ADS4: End Matter
In 2025/26, ADS4 will start at the end. Endings surround us. The world is saturated with them. Some people, places, and things experience them more acutely than others, and these asymmetries are critical to knowing why endings matter. In the face of ecological, humanitarian, and geopolitical catastrophe, asking where things end (up) is more urgent than ever.

Dinosaurs making their way to the Worlds Fair in New York City, 1964
Tutors: Tom Greenall, Matteo Mastrandrea & Nicola Koller
Through the prism of dinosaurs – cultural products of the industrial revolution, and symbols of both ancient extinction and contemporary extraction – we will consider architecture paleontologically: buildings as vast repositories of “arche-fossils” whose material lives will persist long after the end.
Ultimately, we ask: in a world where endings are more unjust, more fragmented, and less considered than ever, what can architecture learn from dinosaurs?

Mark Dion, When Dinosaurs Ruled the Earth, 2015
Our approach is grounded in critical and speculative design practices. Over the years, ADS4 has explored the spatial and architectural potential of tools and techniques from different disciplines including television (serial architecture, 2016), postproduction (simulated architecture, 2017), documentary film (classified architecture, 2018), theatre (staging architecture, 2019), animation (extro-architecture, 2020), scenography (background architecture, 2023), and set design (temporary works, 2024). We look to these disciplines in order to challenge conventional design processes and methodologies that we see as complicit in the stagnation of a profession that is guilty of compounding numerous social and environmental injustices.
Each year foregrounds a unique set of concerns, but what remains consistent is a preoccupation with performance, narrative, and the pursuit of spatial justice.

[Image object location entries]
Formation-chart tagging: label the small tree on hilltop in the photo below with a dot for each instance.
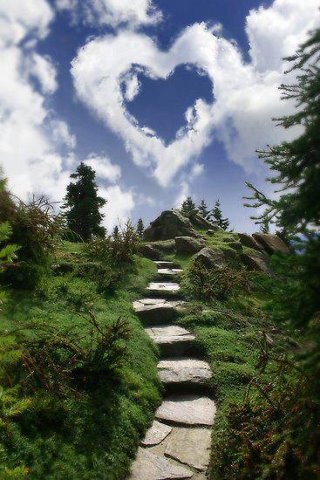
(188, 208)
(217, 218)
(82, 204)
(203, 209)
(140, 228)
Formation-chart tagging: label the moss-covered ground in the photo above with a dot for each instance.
(92, 435)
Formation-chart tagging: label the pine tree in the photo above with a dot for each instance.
(116, 232)
(82, 204)
(217, 218)
(188, 208)
(203, 209)
(140, 228)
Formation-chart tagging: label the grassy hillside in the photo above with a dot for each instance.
(252, 360)
(88, 427)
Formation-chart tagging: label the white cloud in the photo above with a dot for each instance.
(31, 137)
(246, 94)
(119, 205)
(111, 12)
(104, 168)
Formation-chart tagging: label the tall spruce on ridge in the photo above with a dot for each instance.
(82, 204)
(188, 207)
(140, 228)
(203, 209)
(217, 218)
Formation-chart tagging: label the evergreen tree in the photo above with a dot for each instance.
(265, 226)
(188, 208)
(116, 232)
(203, 209)
(217, 218)
(296, 171)
(82, 204)
(140, 228)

Task instructions.
A. Answer these questions from the ADS4 brief.
(i) Who are the tutors?
(ii) In which year did ADS4 explore theatre?
(iii) Where are the dinosaurs making their way to in 1964?
B. In the ADS4 brief, change "paleontologically" to "geologically" and write out the passage from "Dinosaurs making their" up to and including "after the end.".

Outputs in order.
A.
(i) Tom Greenall, Matteo Mastrandrea & Nicola Koller
(ii) 2019
(iii) The Worlds Fair in New York City

B.
Dinosaurs making their way to the Worlds Fair in New York City, 1964
Tutors: Tom Greenall, Matteo Mastrandrea & Nicola Koller
Through the prism of dinosaurs – cultural products of the industrial revolution, and symbols of both ancient extinction and contemporary extraction – we will consider architecture geologically: buildings as vast repositories of “arche-fossils” whose material lives will persist long after the end.